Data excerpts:
--- START ---

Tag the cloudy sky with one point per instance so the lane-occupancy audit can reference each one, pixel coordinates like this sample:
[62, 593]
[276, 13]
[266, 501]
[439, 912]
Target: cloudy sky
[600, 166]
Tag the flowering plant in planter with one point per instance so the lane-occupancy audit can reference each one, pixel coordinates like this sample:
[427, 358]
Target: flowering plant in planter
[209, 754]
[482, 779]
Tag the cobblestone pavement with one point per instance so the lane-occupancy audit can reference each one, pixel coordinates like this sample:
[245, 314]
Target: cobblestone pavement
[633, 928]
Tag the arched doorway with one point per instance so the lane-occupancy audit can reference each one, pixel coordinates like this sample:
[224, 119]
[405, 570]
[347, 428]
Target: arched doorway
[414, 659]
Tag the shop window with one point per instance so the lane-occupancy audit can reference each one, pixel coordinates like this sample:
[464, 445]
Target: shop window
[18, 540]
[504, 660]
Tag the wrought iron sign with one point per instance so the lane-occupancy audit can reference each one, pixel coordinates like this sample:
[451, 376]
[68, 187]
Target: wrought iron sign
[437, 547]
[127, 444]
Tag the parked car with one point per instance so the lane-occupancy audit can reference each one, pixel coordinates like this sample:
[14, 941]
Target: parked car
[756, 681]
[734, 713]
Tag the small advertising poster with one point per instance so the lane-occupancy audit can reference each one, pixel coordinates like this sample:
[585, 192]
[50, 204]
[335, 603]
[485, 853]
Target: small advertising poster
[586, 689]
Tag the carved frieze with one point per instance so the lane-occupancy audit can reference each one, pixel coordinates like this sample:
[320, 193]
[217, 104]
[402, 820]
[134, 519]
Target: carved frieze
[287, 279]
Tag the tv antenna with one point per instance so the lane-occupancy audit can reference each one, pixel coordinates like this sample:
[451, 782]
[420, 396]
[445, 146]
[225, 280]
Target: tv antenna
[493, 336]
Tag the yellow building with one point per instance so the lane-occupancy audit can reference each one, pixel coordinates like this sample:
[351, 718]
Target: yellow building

--- END ---

Go through the records line by line, and copy each line that holds the string "building".

Answer box:
Tag the yellow building with one point per instance so the lane-occupancy audit can reference each one, pixel coordinates like this sample:
Target: yellow building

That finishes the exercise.